▸ EXTRACTED TEXT:
▬▬▬▬▬▬

Ma’s regular appearances started after a party meeting in March when Kim Jong Un set forth his “joint economic development and nuclear power state” policy directive.

That followed an announcement by Kim in April 2012 that the time had come to “enable our people… to live without tightening their belts any longer”.

Another speech this year stressing the importance of economic development was followed by the appointment of former premier Pak Pong Ju, a career technocrat, to a top cabinet post.

Still, the North faces a huge task to convince investors to come. Previous attempts to set up special enterprise zones to woo Chinese and other foreign investors have largely failed.

Spats with Seoul and the shooting of a South Korean tourist prompted South Korea in 2008 to pull out of the Mount Kumgang tourist park. Earlier this year, the North shuttered a business park on the border with South Korea as tensions between the two countries rose. It later reopened in September.

Major Chinese investor Xiyang Group staged a rare public attack on a country it described as a “nightmare” to do business in after its assets were confiscated in 2012.

Despite all the negatives, Kim, the South Korean businessman, said his group would invest if there were opportunities.

He cited plans to lay a new highway and a modern rail link between Kaesong, the North-South industrial park and the North Korean city of Sinuiju on the Chinese border, funded by China in return for mining rights in the North.

Such plans could not be independently confirmed.

“There are fairly clear indications that the focus has shifted from the military to the party. And the new policy inevitably means more openness, which has to be an expression of confidence by Kim Jong Un,” said Kim.

▬▬▬▬▬▬

▸ PROBLEMS TO WORK ON:
1. Please translate this sentence from the North Korea article into Spanish: "Such plans could not be independently confirmed."
2. Restate the North Korea article starting with "Still, the North" and going on through "have largely failed.", substituting "backers" for "investors".

▬▬▬▬▬▬

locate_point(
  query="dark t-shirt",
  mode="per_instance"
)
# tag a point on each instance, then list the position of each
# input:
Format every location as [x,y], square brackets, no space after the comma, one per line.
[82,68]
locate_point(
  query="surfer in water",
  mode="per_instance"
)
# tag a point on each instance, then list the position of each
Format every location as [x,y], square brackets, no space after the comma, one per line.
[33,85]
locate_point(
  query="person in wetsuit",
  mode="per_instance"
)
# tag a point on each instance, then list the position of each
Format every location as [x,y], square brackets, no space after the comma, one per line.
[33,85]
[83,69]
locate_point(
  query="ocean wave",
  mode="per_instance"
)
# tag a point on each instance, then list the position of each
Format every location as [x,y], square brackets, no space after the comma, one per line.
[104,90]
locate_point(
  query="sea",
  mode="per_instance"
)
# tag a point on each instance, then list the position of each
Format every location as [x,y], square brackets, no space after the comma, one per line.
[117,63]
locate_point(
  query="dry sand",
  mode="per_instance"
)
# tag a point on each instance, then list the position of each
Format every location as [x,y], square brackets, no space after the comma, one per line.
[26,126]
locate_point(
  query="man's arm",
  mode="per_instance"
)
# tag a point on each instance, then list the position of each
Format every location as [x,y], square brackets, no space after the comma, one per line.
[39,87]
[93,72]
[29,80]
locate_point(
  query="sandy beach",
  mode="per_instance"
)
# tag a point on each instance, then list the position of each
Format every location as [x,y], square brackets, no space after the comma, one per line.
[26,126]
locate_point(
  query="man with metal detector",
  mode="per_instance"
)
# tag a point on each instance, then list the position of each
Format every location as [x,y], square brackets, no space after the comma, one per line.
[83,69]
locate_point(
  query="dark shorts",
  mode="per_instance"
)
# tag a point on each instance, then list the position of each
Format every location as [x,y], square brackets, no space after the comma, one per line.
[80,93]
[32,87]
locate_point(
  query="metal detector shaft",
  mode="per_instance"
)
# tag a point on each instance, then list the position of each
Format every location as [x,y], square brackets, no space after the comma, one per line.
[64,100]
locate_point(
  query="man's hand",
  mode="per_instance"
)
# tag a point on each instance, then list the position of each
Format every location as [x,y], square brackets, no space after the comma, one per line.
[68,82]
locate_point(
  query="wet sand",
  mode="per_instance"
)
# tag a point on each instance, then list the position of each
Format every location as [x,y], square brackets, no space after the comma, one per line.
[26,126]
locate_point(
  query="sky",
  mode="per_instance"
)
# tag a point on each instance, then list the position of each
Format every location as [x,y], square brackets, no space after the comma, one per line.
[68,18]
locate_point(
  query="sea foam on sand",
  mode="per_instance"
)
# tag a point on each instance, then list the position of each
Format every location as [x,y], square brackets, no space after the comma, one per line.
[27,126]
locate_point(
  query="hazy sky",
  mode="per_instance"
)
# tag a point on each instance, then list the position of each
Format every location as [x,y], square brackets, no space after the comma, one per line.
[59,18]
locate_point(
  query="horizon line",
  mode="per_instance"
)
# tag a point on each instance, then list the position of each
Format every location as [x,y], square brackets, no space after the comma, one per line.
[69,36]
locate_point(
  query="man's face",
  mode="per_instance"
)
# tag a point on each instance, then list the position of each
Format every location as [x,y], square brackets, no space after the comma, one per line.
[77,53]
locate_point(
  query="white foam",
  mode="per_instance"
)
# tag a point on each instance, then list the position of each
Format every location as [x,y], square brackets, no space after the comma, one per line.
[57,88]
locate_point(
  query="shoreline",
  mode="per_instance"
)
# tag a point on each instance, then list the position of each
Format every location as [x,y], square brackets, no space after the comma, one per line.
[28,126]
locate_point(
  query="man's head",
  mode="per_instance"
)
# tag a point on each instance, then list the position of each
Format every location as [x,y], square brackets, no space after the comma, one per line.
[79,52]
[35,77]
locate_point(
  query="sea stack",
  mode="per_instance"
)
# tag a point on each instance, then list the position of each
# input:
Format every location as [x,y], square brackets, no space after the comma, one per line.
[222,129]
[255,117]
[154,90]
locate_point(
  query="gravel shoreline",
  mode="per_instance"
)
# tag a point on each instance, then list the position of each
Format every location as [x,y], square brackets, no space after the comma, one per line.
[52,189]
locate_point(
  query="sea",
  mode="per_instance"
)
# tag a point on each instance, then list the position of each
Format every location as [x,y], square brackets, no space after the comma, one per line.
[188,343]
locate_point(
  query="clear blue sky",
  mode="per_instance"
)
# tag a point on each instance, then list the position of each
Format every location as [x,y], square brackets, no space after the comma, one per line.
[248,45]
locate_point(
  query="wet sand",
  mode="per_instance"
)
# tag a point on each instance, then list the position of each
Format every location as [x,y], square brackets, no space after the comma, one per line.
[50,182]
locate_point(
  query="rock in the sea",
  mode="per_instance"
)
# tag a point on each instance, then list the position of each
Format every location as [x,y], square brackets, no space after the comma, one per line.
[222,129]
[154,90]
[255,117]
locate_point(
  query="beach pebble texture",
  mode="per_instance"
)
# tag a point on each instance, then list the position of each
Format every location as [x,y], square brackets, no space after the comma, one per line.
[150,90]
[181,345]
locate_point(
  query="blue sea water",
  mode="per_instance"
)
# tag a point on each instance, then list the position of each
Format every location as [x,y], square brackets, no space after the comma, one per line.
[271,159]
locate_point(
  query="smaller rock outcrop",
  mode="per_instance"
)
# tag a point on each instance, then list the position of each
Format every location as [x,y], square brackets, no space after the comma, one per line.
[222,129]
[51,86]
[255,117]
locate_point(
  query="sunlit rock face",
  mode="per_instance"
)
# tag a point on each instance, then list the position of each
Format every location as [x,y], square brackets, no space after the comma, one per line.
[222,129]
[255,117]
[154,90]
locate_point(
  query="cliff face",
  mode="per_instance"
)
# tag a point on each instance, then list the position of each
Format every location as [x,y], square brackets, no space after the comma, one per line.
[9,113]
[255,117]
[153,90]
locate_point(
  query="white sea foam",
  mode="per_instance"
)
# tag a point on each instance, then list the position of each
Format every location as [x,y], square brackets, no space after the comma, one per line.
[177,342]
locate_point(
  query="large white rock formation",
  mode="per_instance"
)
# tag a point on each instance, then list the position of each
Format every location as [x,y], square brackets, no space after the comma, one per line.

▬▬▬▬▬▬

▸ TASK-BY-TASK OUTPUTS:
1. Tales planes no pudieron confirmarse de forma independiente.

2.
Still, the North faces a huge task to convince backers to come. Previous attempts to set up special enterprise zones to woo Chinese and other foreign backers have largely failed.